_TASK INSTRUCTIONS_
Each entry below should be reproduced character for character.

_GIVEN ENTRIES_
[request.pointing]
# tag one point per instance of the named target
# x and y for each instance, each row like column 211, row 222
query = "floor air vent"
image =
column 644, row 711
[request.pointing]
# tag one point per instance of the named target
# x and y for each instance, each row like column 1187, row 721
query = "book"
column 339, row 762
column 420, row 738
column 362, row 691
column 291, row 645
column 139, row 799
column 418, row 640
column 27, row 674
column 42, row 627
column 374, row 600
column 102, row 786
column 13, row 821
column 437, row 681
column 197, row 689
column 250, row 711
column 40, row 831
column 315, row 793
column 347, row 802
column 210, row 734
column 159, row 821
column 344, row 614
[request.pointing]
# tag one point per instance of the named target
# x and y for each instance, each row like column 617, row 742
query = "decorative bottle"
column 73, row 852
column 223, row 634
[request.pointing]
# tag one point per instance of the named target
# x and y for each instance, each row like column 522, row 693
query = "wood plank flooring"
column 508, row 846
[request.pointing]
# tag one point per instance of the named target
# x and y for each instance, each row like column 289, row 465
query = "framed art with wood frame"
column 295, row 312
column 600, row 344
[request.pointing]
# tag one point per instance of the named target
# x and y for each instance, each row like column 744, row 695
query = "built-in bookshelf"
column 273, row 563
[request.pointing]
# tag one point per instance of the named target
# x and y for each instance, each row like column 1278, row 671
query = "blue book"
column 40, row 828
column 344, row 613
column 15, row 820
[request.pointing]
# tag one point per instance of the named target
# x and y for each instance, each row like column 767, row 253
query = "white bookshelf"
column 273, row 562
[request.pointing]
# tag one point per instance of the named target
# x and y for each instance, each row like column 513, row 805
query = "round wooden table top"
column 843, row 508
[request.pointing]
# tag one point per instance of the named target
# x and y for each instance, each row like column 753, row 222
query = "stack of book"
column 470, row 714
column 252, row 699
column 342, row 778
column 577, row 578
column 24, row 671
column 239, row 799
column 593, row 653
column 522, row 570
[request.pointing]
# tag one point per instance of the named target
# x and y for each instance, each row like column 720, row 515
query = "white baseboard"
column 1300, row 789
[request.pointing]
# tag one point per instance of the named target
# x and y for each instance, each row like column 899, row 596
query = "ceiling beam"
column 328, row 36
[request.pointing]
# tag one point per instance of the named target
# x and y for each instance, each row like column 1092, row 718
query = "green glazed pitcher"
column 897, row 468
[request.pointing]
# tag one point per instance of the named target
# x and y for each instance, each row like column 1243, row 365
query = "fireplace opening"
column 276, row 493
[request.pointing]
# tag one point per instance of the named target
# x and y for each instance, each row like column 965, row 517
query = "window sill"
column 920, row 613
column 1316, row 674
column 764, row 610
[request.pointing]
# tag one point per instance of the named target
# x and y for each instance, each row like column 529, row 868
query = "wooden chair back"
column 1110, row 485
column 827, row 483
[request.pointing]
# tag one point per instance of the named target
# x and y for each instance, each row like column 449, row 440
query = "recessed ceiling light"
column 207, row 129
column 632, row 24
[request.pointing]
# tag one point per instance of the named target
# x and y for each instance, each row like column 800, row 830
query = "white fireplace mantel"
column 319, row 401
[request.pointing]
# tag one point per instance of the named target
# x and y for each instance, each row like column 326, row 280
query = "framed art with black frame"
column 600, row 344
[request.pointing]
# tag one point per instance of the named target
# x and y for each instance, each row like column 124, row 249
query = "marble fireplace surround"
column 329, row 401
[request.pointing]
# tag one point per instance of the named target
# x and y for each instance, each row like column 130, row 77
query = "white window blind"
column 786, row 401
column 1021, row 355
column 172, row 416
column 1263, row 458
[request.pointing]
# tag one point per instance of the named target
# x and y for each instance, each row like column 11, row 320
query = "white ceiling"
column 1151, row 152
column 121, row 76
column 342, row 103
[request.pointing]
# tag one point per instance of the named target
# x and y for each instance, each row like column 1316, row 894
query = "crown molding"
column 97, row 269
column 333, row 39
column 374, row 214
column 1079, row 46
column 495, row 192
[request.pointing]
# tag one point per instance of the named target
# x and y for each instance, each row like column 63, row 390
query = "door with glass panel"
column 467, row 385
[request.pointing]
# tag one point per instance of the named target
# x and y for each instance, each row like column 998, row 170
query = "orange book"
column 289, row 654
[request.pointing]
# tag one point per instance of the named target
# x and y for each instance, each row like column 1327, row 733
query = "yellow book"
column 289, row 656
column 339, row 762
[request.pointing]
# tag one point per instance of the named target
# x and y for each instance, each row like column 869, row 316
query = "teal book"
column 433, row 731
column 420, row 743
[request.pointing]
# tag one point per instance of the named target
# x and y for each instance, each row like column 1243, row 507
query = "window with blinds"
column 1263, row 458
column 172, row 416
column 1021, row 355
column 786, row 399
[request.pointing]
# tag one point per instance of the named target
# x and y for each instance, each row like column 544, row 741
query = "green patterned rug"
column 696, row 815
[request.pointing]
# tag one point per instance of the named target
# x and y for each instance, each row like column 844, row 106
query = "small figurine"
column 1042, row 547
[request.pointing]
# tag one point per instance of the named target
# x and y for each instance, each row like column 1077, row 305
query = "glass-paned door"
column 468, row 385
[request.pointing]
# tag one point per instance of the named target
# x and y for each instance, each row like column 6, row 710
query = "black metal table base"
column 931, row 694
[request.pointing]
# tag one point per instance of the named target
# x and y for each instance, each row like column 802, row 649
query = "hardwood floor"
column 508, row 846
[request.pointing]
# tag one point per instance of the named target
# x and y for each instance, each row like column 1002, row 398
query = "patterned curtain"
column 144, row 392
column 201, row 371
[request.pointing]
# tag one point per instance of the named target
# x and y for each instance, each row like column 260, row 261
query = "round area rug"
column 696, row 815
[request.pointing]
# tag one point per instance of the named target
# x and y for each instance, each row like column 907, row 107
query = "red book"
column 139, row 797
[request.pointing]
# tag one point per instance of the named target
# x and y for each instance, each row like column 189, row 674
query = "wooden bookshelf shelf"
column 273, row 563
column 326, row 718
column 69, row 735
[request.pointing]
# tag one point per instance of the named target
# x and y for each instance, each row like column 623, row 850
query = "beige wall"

_ANSWER IN FULL_
[request.pointing]
# tag one point per instance of the named target
# x and y for each instance, each row like column 211, row 222
query = "floor air vent"
image =
column 644, row 711
[request.pointing]
# tag one point per instance of the named target
# x and y for each instance, each row like column 1187, row 721
query = "book"
column 339, row 762
column 420, row 738
column 362, row 691
column 291, row 645
column 139, row 799
column 418, row 640
column 27, row 674
column 42, row 627
column 374, row 600
column 102, row 786
column 13, row 821
column 437, row 681
column 197, row 689
column 250, row 711
column 40, row 831
column 315, row 793
column 347, row 802
column 210, row 734
column 159, row 821
column 344, row 614
[request.pointing]
# tag one point per instance of the named target
# x and y for each instance, each row like column 617, row 742
query = "decorative bottle"
column 73, row 852
column 223, row 634
[request.pointing]
# tag one point per instance of the named target
# x and y for each instance, each row like column 522, row 693
query = "wood plank flooring"
column 508, row 846
[request.pointing]
# tag one point per instance of the named target
# x and y for each instance, each row like column 289, row 465
query = "framed art with wood frame"
column 295, row 312
column 600, row 344
[request.pointing]
# tag one point per instance of the named target
# x and y for each instance, each row like column 744, row 695
query = "built-in bookshelf"
column 273, row 563
[request.pointing]
# tag one point per instance of the named target
# x and y for each instance, each row like column 1278, row 671
query = "blue book"
column 40, row 828
column 344, row 613
column 15, row 820
[request.pointing]
# tag one point per instance of the named target
# x and y for each instance, each row like column 767, row 253
query = "white bookshelf"
column 273, row 562
[request.pointing]
# tag one point per instance of the named target
# x and y for each instance, each row like column 513, row 805
query = "round wooden table top"
column 843, row 508
[request.pointing]
# tag one point per instance of the named target
# x and y for each instance, each row like column 753, row 222
query = "stack of book"
column 470, row 714
column 252, row 699
column 342, row 778
column 577, row 578
column 24, row 671
column 239, row 799
column 593, row 653
column 522, row 570
[request.pointing]
# tag one point per instance of the named target
# x and y for each instance, each row like column 720, row 515
query = "white baseboard"
column 1300, row 789
[request.pointing]
# tag one point per instance of the named target
# x and y for each instance, each row like column 899, row 596
query = "ceiling beam"
column 328, row 36
[request.pointing]
# tag one point per instance of the named target
# x and y for each instance, each row like column 1092, row 718
query = "green glazed pitcher"
column 897, row 468
[request.pointing]
# tag one point per instance of the named target
# x and y for each instance, each row like column 1243, row 365
query = "fireplace opening"
column 276, row 493
[request.pointing]
# tag one point per instance of the named target
# x and y for each instance, each row like column 965, row 517
query = "window sill"
column 920, row 613
column 1316, row 674
column 764, row 610
[request.pointing]
# tag one point per instance of the named target
# x and y for each instance, each row like column 529, row 868
query = "wooden chair back"
column 1110, row 485
column 827, row 483
[request.pointing]
# tag one point per instance of the named target
# x and y for each instance, each row like column 449, row 440
query = "recessed ceiling light"
column 207, row 129
column 632, row 24
[request.pointing]
# tag one point per instance of the named target
# x and y for each instance, each row like column 800, row 830
query = "white fireplace mantel"
column 319, row 401
[request.pointing]
# tag one point per instance of the named target
# x and y for each instance, each row like column 326, row 280
query = "framed art with black frame"
column 600, row 344
[request.pointing]
# tag one point per instance of the named target
# x and y for each instance, each row like column 124, row 249
query = "marble fireplace surround"
column 329, row 401
[request.pointing]
# tag one point per instance of the named target
# x and y for each instance, each row like column 130, row 77
query = "white window blind"
column 786, row 401
column 1021, row 355
column 172, row 416
column 1263, row 458
[request.pointing]
# tag one point per instance of the named target
# x and y for each instance, each row like column 11, row 320
query = "white ceiling"
column 1151, row 152
column 121, row 76
column 342, row 103
[request.pointing]
# tag one point per instance of the named target
# x and y for each instance, each row like column 1316, row 894
query = "crown molding"
column 97, row 269
column 333, row 39
column 374, row 214
column 1079, row 46
column 495, row 192
[request.pointing]
# tag one point per instance of the named target
# x and y for each instance, each row like column 63, row 390
query = "door with glass panel"
column 467, row 385
[request.pointing]
# tag one point per instance of the named target
# x and y for each instance, each row like column 998, row 170
query = "orange book"
column 289, row 654
[request.pointing]
# tag one point per instance of the named target
# x and y for each instance, each row like column 1327, row 733
query = "yellow book"
column 289, row 656
column 339, row 762
[request.pointing]
# tag one point per instance of the named target
# x and y for each instance, each row like column 869, row 316
query = "teal book"
column 433, row 731
column 420, row 743
[request.pointing]
# tag one point per instance of the named target
# x and y for each instance, each row like column 1243, row 507
query = "window with blinds"
column 1263, row 458
column 172, row 416
column 1021, row 355
column 786, row 399
[request.pointing]
# tag one point per instance of the named target
# x and y for each instance, each row like column 544, row 741
query = "green patterned rug"
column 696, row 815
[request.pointing]
# tag one point per instance of the named target
# x and y for each instance, each row like column 844, row 106
query = "small figurine"
column 1042, row 547
[request.pointing]
# tag one point per instance of the named target
# x and y for each instance, each row like column 1077, row 305
query = "glass-paned door"
column 468, row 385
[request.pointing]
# tag one point per instance of the named target
# x and y for each instance, each row like column 6, row 710
query = "black metal table base"
column 931, row 694
[request.pointing]
# tag one point per instance of the named target
# x and y for each instance, each row like column 802, row 649
query = "hardwood floor"
column 508, row 846
[request.pointing]
# tag one point per instance of the named target
# x and y for each instance, each row like column 1002, row 398
query = "patterned curtain"
column 144, row 392
column 201, row 371
[request.pointing]
# tag one point per instance of the named target
# x and y for each instance, each row like column 260, row 261
query = "round area rug"
column 696, row 815
[request.pointing]
# tag one point per instance of the named target
# x and y for each instance, each row like column 907, row 107
query = "red book"
column 139, row 797
[request.pointing]
# tag one point per instance of the named target
# x and y for each instance, each row like column 189, row 674
query = "wooden bookshelf shelf"
column 273, row 563
column 326, row 718
column 69, row 735
[request.pointing]
# tag one point per instance of the named target
# x and y for each instance, each row like column 623, row 850
query = "beige wall"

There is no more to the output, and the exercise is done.